EXERCISE:
Each entry that follows should be set down precisely, with its pictures removed.

RECORD EXTRACTS:
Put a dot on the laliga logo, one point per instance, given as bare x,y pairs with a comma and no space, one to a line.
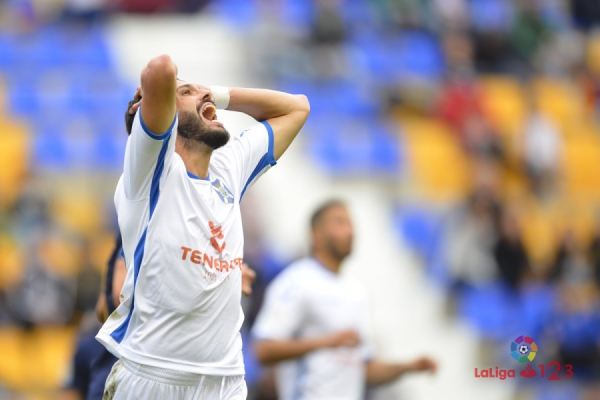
524,349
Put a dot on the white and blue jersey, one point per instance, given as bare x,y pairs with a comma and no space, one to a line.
183,245
307,301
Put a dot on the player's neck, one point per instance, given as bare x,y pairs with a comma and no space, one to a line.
327,261
196,159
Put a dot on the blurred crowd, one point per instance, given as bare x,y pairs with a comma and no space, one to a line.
494,106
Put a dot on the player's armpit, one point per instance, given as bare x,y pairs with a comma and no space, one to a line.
159,82
286,127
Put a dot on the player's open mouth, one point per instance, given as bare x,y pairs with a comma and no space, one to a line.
208,111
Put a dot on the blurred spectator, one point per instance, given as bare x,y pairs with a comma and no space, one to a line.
529,30
594,256
542,152
453,15
396,14
586,13
509,252
327,36
46,295
575,326
470,241
478,138
492,22
571,264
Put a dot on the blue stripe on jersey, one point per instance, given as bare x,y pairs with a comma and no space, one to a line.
197,177
266,160
119,333
154,187
301,372
138,254
153,135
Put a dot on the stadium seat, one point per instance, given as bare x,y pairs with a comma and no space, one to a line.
491,310
48,354
415,53
559,100
437,163
15,160
580,164
13,366
540,235
79,213
12,262
504,103
494,15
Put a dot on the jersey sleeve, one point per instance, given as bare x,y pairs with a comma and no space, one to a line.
248,156
282,312
147,154
364,330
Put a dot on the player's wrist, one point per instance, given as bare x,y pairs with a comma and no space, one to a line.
220,96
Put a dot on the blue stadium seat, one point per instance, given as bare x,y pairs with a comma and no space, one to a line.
415,53
240,13
109,151
298,14
491,309
7,51
50,151
419,228
386,155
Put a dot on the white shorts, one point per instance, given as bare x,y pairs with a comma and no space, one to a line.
132,381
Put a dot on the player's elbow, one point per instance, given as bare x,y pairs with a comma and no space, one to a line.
160,68
303,105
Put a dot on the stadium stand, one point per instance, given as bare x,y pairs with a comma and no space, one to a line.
446,118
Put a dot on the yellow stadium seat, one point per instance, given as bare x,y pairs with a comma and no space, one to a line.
504,103
12,363
593,53
581,166
540,233
438,164
559,100
49,354
14,160
11,261
80,213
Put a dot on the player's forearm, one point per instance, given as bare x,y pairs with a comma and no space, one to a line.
379,373
274,351
263,104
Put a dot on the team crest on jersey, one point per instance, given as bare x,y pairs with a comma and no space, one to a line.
223,192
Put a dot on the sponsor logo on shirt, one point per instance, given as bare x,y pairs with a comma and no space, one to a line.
215,263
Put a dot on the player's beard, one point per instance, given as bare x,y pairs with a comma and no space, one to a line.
339,249
192,128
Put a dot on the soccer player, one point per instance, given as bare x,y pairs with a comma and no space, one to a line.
176,330
313,323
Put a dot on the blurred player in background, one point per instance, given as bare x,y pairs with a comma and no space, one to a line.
92,362
176,330
313,323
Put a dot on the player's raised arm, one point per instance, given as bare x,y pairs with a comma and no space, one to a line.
159,82
286,113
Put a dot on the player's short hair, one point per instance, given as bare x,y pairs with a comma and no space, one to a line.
318,214
130,117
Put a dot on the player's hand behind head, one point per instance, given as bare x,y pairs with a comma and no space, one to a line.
137,97
248,276
347,338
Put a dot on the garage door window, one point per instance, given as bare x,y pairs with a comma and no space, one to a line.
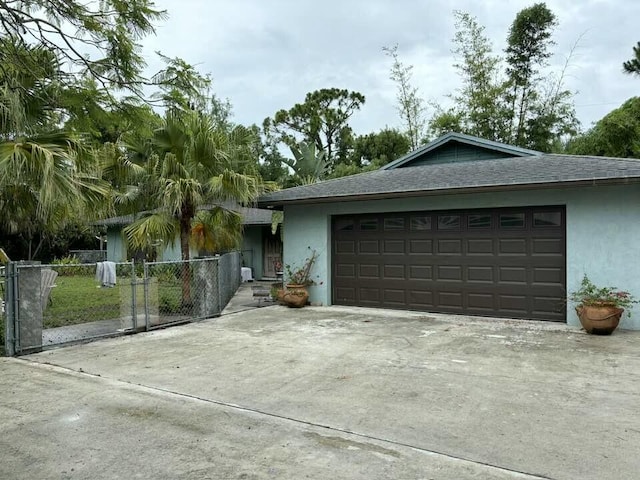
394,223
479,221
420,223
547,219
369,224
344,225
448,222
512,220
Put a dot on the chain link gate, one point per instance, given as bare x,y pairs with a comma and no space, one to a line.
48,305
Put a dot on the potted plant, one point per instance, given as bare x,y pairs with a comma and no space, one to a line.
295,297
599,308
297,279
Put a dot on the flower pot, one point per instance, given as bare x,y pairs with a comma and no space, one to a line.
599,319
296,298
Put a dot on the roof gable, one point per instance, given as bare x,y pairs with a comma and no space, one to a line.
458,147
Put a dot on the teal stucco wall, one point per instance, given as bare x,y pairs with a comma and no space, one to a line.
252,250
117,251
454,152
603,228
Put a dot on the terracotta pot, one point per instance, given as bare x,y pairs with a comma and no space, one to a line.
599,320
296,298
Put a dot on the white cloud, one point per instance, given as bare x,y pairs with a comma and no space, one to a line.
267,55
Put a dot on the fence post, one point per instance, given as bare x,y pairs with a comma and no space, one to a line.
134,286
10,310
145,281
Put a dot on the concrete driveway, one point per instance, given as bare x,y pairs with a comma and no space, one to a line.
328,392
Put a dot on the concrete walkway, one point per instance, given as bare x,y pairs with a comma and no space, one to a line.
328,392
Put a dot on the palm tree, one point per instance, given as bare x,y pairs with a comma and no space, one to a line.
45,178
196,176
309,164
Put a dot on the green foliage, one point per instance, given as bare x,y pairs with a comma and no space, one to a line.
110,28
410,105
322,119
380,148
76,300
515,100
617,134
590,295
309,164
70,266
633,66
301,275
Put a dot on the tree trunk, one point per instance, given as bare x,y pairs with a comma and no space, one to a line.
185,231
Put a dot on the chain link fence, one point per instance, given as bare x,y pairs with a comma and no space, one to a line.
48,305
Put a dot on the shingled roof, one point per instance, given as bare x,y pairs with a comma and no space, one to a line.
250,216
535,171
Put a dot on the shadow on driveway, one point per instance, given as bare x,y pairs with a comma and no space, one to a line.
330,392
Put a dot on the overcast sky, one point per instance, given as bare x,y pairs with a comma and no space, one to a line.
266,55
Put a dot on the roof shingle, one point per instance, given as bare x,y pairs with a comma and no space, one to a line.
505,173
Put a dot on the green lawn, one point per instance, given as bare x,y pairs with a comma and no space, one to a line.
78,299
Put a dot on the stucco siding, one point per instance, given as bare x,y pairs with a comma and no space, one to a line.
252,250
456,152
602,231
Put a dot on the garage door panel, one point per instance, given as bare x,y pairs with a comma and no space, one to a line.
449,246
449,273
345,294
451,300
422,247
512,246
480,273
547,304
394,247
548,246
494,262
346,270
369,295
512,275
481,301
345,247
420,272
480,246
394,272
420,298
369,246
513,303
548,275
394,297
368,271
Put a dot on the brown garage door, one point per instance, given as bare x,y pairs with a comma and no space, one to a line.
498,262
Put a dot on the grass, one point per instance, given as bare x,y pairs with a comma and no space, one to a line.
77,299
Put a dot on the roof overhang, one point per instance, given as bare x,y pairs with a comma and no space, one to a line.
595,182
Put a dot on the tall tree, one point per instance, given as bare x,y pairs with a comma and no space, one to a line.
197,171
321,119
515,100
410,104
45,178
308,164
527,51
633,66
617,134
68,28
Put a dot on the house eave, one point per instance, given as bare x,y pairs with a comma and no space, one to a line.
594,182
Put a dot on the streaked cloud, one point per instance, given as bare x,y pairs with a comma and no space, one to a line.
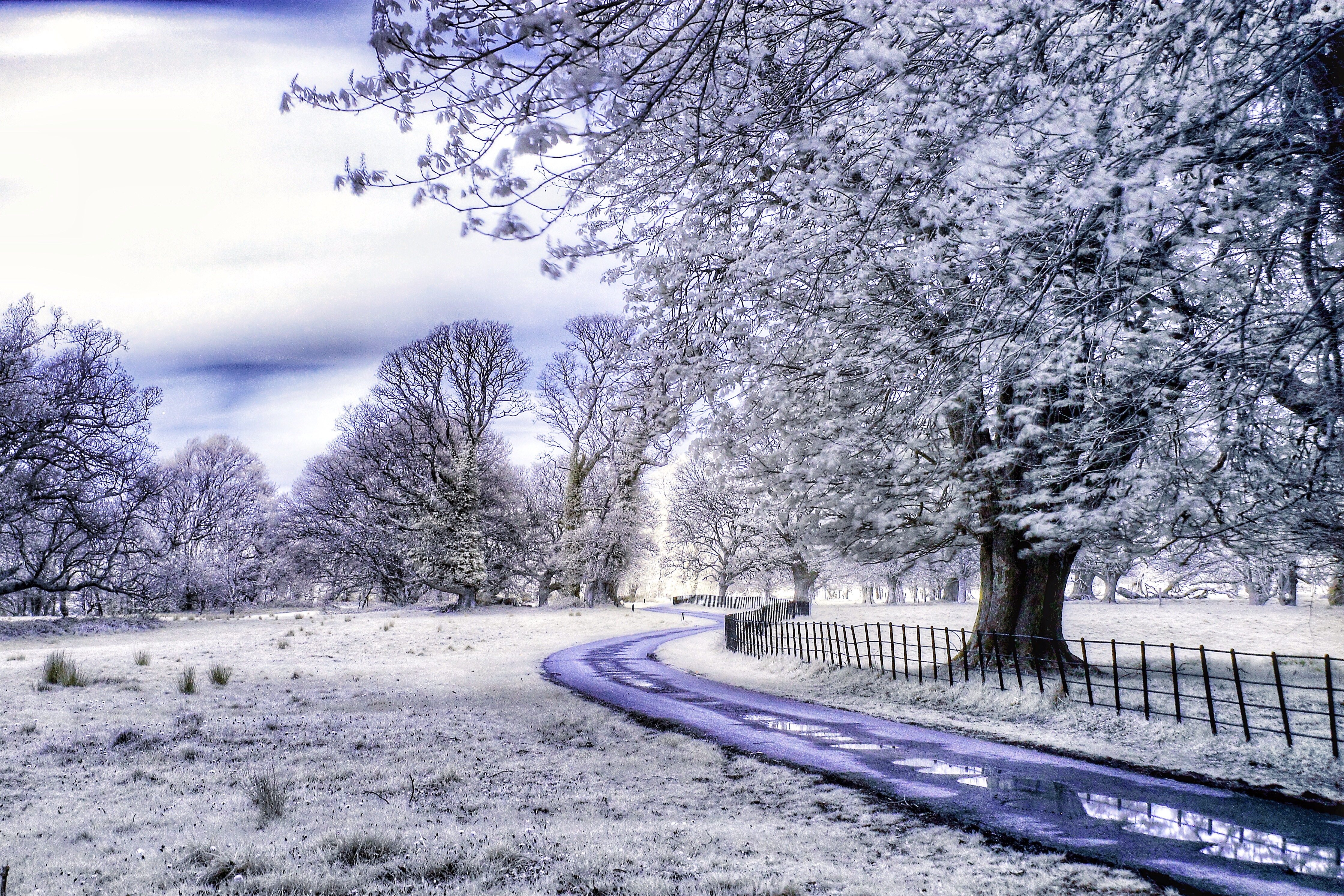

WRITTEN RESPONSE:
Put a dot on the laliga logo, one point per instance, given as bare x,y pairs with a comma and no space, one to a line.
524,349
Put a dot on the white and blue jersey, one point per instance, given as bare x,y pairs with a comma and no space, one to a line.
183,245
307,301
Put a dot on the player's neck, one point per instance, given as bare x,y pairs with a comma and no space, one to a line.
327,261
196,159
Put a dot on the blurred crowd, one point per instance, given as bare x,y pairs with a comma and no space, one to a line.
494,106
Put a dot on the player's armpit, one point per instance, given as bare x,y pairs with a comma and no space, one to a line.
159,82
286,127
Put a dot on the player's open mouth, one point per instance, given as bare x,y pairs with a comma and no space, one to a line.
208,111
Put a dot on the blurred spectator, one point per instance, given as bare x,y pairs with a comma and no space, one to a line.
529,30
594,256
542,152
453,15
396,14
586,13
509,252
327,36
46,295
575,326
470,241
478,138
492,22
571,264
Put a dot on the blue stripe on jersey, one point per instance, given as bare x,y pairs with a comma and no space, one to a line.
197,177
266,160
119,333
154,187
301,372
138,254
153,135
Put a dot on the stadium seat, one point per instance, given as bare x,y pairs with a comma and no space, one to a line.
491,310
48,354
415,53
559,100
437,163
15,160
580,164
13,366
540,235
79,213
12,262
504,103
494,15
Put a dot on the jersey sleeve, one point per instance, given as bare x,y pairs with a comma and no space, one to a line.
248,156
282,312
147,154
364,330
Put a dot on the player's wrist, one point per instance, given as bare x,y pairs with a comma and no space, one to a line.
220,96
Put a dot on the blue stadium seat, one point per instance, given as bare x,y pairs with a comma and no space, one to a line.
415,53
240,13
109,151
298,14
491,309
7,51
50,151
419,228
386,155
Put a dot on the white shorts, one point per instance, given as bare x,y pairs with a comma and no space, one to a line.
132,381
Put a dot on the player's elbow, one point per instance, given as bare x,y pairs with a comma and no space, one to a line.
160,68
303,105
Put a dot on the stadium stand, one point per instance, given as bare x,y pairs with a comma and no space, one to a line.
446,118
Put a dot on the yellow stadium seat, one point per instance, given as bare x,y pairs with a comma and no space, one to a line.
504,103
12,363
593,53
581,166
540,233
438,164
559,100
49,354
14,160
11,261
80,213
Put a dot on the player's forearm, one point per instance, given as bare x,y pairs with a comma and no space, one to a line.
379,373
274,351
263,104
Put a dot on the team crest on jersey, one point per instance, given as bare x,y pairs with a comma and no space, one to a line.
223,192
Put a dot on the sponsor logo on shirt, one point per instance, given as bare x,y pairs with a comma and no space, one to a line.
215,263
Put a dot on the player's beard, one point per instance, given as bare x,y pairs with a comma and no space, one to a line.
339,249
192,128
Put a dot on the soccer player, one point per instance, given as bare x,y pairs with a comma and no space, one to a line.
176,330
313,323
Put a dot on the blurred player in background, one point per instance, given as bare x,y pairs with a comma and no space, one to a line.
92,362
176,330
313,323
Put a dot on the player's raised arm, one point per instance, given as bare x,y pairs with a comma and no space, one to a line.
159,82
286,113
Put a dot on the player's short hair, one point per instance, given as bare x,y pairs with a comma and no space, one to a line.
318,214
130,117
Put a dot on the player's hand behind head, one point per instance, given as bare x,y pairs with a comma and no space, one to a line.
137,97
248,276
347,338
Put a dot on the garage door window, one point per instance, given as bare x,y pairs with a comma and no space, one to a line.
394,223
479,221
420,223
547,219
369,224
344,225
448,222
512,220
Put a dot on the chain link gate, one point per instance, given as bare x,y pairs with a comma and no space, one to a line.
48,305
Put a dot on the potted plant, one point per instance, given as bare x,y pairs with a comma and no space, one to a line.
295,297
599,308
297,279
Put a dot on the flower pot, one point per instance, given as bare x,y pairs with a comma and no space, one to a line.
599,319
296,298
Put a dot on the roof gable, one point per instance, given as bare x,y pairs with a comma and no space, one to a line.
458,147
Put a dot on the teal stucco wall, one point per instance, given as bare x,y pairs with a comma and no space, one to a line.
252,250
117,251
454,152
603,228
Put a dot on the terracotta pot, one point per instance, given as bare x,y pairs with a comma and no space, one to a line.
599,320
296,298
Put a dot on the white cloud, one point per instance, given as bare x,y pairs with a comma and no space, one to a line.
267,55
Put a dot on the fence post, one point per instance, given as bare x,y pairs with a comma and no space, one to a line.
134,286
10,310
145,281
Put a dot on the concrete driveway, one point per instance, given as bare x,y pairs with a comma and no space, one to a line.
328,392
Put a dot on the concrete walkway, one point per instance, given as bare x,y pairs with a comma and no space, one to a line.
328,392
Put a dot on the palm tree, one point per instance, given as bare x,y pairs with a comma and no space, one to a line.
45,178
196,176
309,164
Put a dot on the green foliage, one point per instance, given as bare x,y pairs with a comma and no space, one to a line.
110,28
410,105
322,119
380,148
76,300
515,100
617,134
590,295
309,164
70,266
633,66
301,275
Put a dot on the tree trunk, one point per instance, given as bare x,y pairs with a comma and no space, one to a line.
185,231
Put a dot on the chain link fence, one point per instance, given as bare x,y pairs with a comma and no space, one to a line.
48,305
Put a dot on the shingled roof, one point per instance, given as bare x,y pairs with a comma and no space, one to a line.
250,216
535,171
Put a dot on the shadow on driveway, one point per instance, given as bare x,y pairs with a comma and no space, one to a line.
330,392
Put a dot on the overcast sky, one point per instance, given as bare x,y pairs with a comma and no space, one to a line.
266,55
Put a dot on the roof shingle, one point per instance, given as bare x,y pairs with a comma and no space, one to a line.
505,173
Put a dot on the green lawn, one point per instance, given as bare x,y pairs with a comma and no space, one to a line.
78,299
Put a dot on the stucco siding, one point per instance, given as bare x,y pairs with a comma and no space, one to a line.
252,250
456,152
602,231
Put a dot on the garage door panel, one point per instance, given as bare x,y pairs with a comma and no space, one to a line.
449,246
449,273
345,294
451,300
422,247
512,246
480,273
547,304
394,247
548,246
494,262
346,270
369,295
512,275
481,301
345,247
420,272
480,246
394,272
420,298
369,246
513,303
548,275
394,297
368,271
Put a dot on the brown garage door, one point per instance, given as bare x,y pairs with a comma and no space, one to a line.
498,262
Put a dot on the grass, one point per instance, given as bare x,y pairs with a comma and no space, one to a line.
77,299
Put a dot on the roof overhang, one point per instance, given as bare x,y pairs with a comma and no space, one to a line.
595,182
Put a dot on the tall tree, one point per instance, given as bare x,y pairs with a comma and no space, one to a line.
197,171
321,119
515,100
410,104
45,178
308,164
527,51
633,66
617,134
68,28
Put a dot on the house eave, one point per instance, given as bare x,y pairs with a comma and no space, one to a line.
594,182
Put a dot on the streaked cloud, one point per instance, given as bare x,y pairs with a comma and no space, one to a line.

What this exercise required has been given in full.